:: Dataset ::
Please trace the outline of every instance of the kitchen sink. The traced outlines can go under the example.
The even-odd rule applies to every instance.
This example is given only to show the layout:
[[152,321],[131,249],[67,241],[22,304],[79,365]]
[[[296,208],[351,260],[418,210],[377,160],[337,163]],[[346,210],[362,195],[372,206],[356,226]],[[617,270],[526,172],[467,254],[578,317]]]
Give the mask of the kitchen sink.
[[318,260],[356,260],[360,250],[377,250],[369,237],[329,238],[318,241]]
* * *
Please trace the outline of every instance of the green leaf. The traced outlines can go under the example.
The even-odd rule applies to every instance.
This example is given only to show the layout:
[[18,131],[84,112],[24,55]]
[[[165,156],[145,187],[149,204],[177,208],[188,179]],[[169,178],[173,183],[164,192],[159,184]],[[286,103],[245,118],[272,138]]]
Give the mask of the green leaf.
* * *
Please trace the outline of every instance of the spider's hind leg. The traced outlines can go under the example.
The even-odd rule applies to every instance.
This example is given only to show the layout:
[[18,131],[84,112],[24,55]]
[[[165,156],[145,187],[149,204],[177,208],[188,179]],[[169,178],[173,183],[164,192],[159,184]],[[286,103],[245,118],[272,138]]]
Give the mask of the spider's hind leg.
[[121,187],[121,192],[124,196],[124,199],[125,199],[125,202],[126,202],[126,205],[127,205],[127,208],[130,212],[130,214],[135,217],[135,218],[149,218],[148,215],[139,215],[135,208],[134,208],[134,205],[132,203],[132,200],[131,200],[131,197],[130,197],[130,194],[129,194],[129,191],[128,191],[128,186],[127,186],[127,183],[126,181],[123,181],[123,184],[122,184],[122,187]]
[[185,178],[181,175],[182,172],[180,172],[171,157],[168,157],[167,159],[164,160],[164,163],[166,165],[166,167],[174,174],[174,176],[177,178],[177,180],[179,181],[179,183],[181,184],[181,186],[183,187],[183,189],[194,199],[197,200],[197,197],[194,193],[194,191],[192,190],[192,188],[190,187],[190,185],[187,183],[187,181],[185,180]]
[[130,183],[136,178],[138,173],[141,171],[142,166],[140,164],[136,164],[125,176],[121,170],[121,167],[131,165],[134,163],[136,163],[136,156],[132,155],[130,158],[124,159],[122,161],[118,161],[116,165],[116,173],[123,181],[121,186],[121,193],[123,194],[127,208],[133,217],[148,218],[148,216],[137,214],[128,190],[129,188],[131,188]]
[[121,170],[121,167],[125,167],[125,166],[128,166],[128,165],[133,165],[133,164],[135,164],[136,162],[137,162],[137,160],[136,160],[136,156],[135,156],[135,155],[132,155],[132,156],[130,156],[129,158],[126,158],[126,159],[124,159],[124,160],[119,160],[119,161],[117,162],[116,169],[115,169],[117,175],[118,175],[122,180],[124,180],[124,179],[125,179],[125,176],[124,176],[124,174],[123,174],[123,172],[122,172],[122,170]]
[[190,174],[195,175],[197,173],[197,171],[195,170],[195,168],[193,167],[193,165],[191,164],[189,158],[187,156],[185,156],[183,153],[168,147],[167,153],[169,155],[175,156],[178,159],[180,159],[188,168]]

:: Aim of the exercise ::
Which lines hold the word "leaf"? Return all of them from the records above.

:: Exercise answer ::
Please trace the outline of every instance of the green leaf. The traced outlines can go under the example.
Give the mask of the green leaf.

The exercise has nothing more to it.